Ziel der Übung
Führe den Text über Mary Shelleys „Frankenstein“ im Anschluss an seinen letzten Satz weiter.

Textauszug
+ + + + + + +
Zur Person Mary Shelley kreierte mit ihrem Wälzer "Frankenstein oder Der moderne Prometheus" einen der bekanntesten Horrormythen - die ewige Nummer 2 in der Liste der Archetypen des Genres, denn sei es nun Literatur, Film oder eben Hörspiel: Der Doc kann Prinz Vlad nicht das Wasser reichen und muß sich damit abfinden, daß der transsylvanische Blutsauger wohl ein Dauerabo auf den Spitzenplatz in der Beliebtheitsskala hat. Auch Franciskowsky ging - im Vergleich zu Bram Stokers König der Vampire - eher unbedarft mit der ursprünglichen Quelle um: Weder "Frankensteins Sohn" noch (ähem!) "Dracula trifft Frankenstein" haben - bis auf die Übernahme einiger loser Motive, die aus unserer Popularkultur nicht mehr wegzudenken sind - auch nur im Ansatz etwas mit Shelleys klassischer Vorlage gemein. (Wer nicht den Nerv hat, die alte Schwarte zu lesen - hab' ich bisher auch nicht fertiggebracht! -, dem sei an dieser Stelle Kenneth Branaghs' dem Vernehmen nach doch recht werkgetreue Verfilmung "Mary Shelley's Frankenstein" empfohlen, welche die philosophischen Ideen der Autorin im Gegensatz zu Francis wenigstens ernstnimmt und nicht so überzuckert rüberkommt wie Coppolas "Bram Stoker's Dracula".)
+ + + + + + +
Dateneinträge
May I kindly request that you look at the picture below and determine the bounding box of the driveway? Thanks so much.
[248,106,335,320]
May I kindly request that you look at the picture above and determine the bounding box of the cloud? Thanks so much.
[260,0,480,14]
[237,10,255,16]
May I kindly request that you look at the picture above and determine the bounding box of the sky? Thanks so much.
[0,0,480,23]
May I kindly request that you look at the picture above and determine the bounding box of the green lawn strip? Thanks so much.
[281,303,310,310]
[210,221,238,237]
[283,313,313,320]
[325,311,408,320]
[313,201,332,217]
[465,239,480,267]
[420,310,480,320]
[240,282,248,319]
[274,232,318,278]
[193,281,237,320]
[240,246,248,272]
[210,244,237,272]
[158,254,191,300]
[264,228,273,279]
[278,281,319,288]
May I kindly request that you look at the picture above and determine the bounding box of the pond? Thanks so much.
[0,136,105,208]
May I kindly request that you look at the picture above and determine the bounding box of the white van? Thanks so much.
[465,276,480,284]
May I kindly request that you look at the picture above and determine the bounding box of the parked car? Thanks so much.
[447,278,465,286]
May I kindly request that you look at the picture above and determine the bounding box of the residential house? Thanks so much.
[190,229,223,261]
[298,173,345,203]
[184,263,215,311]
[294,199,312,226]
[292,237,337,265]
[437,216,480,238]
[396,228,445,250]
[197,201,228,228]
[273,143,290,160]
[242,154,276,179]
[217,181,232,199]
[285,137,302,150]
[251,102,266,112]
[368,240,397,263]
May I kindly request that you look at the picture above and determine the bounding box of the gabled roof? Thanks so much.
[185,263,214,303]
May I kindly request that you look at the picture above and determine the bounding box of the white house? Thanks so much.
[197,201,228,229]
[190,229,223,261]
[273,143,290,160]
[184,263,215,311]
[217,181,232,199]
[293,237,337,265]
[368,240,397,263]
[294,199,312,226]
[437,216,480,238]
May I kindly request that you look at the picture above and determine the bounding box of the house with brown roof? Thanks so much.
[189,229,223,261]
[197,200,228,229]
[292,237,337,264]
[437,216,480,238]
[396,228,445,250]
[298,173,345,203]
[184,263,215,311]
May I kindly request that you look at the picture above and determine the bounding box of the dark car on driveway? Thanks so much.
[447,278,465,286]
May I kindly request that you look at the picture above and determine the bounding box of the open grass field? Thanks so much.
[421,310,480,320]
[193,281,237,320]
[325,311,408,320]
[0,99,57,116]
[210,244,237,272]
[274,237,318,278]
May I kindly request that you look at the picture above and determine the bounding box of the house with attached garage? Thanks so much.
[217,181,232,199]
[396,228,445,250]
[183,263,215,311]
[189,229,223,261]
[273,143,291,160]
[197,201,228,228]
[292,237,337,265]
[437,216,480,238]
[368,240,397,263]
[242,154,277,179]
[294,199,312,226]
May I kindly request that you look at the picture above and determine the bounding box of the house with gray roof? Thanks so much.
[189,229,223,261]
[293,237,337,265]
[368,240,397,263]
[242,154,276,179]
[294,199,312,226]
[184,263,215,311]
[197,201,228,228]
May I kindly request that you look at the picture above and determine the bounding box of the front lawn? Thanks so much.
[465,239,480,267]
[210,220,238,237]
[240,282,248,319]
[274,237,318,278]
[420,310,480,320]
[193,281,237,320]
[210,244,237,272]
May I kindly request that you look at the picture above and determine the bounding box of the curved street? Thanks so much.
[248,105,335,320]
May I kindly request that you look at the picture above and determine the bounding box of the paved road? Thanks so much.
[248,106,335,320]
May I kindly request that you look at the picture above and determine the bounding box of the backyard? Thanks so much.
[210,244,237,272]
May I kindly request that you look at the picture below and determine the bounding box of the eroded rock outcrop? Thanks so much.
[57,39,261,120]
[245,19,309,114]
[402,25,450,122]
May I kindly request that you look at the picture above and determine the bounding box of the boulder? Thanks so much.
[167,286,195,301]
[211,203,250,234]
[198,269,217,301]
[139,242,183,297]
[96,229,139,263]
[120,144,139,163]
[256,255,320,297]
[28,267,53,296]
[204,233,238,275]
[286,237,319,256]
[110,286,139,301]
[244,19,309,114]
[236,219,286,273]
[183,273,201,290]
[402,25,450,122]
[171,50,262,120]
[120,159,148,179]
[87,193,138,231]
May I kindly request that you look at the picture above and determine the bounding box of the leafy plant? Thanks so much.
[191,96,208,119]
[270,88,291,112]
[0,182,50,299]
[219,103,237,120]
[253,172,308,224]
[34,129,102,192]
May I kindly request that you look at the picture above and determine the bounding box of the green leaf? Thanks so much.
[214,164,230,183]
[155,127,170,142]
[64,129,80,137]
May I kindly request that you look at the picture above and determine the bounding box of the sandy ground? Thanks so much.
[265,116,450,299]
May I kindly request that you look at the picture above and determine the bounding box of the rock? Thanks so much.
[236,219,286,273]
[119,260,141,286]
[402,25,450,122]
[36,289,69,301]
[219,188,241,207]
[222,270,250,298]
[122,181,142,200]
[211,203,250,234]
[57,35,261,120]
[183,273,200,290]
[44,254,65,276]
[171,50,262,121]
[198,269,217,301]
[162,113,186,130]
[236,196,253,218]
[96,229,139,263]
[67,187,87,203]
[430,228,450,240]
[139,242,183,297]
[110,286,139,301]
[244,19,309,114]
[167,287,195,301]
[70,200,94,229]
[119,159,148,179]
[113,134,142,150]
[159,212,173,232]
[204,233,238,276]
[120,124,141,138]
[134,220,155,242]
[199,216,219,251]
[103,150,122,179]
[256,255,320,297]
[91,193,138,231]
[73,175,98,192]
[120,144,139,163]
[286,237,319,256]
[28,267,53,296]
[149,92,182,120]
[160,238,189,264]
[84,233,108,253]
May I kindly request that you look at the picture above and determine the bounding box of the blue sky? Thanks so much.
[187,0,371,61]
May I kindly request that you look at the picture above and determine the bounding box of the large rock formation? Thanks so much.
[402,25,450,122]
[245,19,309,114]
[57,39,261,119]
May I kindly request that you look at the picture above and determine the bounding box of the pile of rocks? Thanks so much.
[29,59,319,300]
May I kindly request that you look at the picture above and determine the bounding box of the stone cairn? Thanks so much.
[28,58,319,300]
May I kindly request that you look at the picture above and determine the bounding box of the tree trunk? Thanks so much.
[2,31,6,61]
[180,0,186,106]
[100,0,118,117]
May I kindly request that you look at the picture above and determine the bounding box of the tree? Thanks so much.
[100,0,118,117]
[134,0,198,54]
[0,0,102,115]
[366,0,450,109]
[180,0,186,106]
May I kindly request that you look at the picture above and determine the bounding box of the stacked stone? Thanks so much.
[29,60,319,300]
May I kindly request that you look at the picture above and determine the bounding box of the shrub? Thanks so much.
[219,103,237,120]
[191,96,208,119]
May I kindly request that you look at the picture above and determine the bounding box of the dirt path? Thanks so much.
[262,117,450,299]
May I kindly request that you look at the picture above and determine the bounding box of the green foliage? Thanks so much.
+ + + + + + +
Lösung der Übung
"Frankensteins Sohn", die grüne Nr. 1 der Serie, war ja bereits vorher schon als Einzelhörspiel erschienen und präsentierte uns einen gewissen Dr. Frank, von dem man nicht mit hundertprozentiger Sicherheit sagen kann, ob er nun wirklich dem Geschlecht der Frankensteins entstammt, und der auf Schloß Düsternbrunn in einer eisernen Lunge vor sich hinröchelnd auf seine nächste Gehirntransplantation wartet. Um dem schicken, durch Boris Karloff inspirierten Cover entgegenzukommen, läuft der arme Ronald Frank nach gelungener Operation mit "zwei Metallpfropfen, die aus seinen Schläfen ragen", herum: eine etwas abstruse Verschmelzung des Wissenschaftlers mit dem Monster. Letzteres tritt ja erst in der nächsten Gruselserienfolge (ebenfalls eine Neuauflage) in Erscheinung. Aber bei den Pfropfen bleibt's ja dann doch auch nicht: Während der Humunculus, der in Gesellschaft der "Blutfürsten" zu neuem Leben erwacht, "nichts weiter als ein Monster" ist, sucht Frankenstein Jr. (bizarrerweise mit der Stimme von Märchenonkel Hans Paetsch ausgestattet) beinahe so unschuldig-plump wie die Kreatur, die ja eigentlich sein Vater geschaffen hat und von Boris Karloff so unsterblich verkörpert wurde, (Oiiii! Jetzt wird's kompliziert!) einfach nur nach ein bisserl Liebe ...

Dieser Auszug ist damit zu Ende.